── INPUT DATA ──

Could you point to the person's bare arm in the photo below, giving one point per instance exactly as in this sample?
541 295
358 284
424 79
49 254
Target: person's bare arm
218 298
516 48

───

Recopy the entries above exactly, with every line included.

• RESPONSE BOX:
Could you point to the person's bare arm in the photo below, giving one point per instance exactly as in this sample?
541 295
358 284
424 79
49 254
Target: person's bare arm
218 298
516 48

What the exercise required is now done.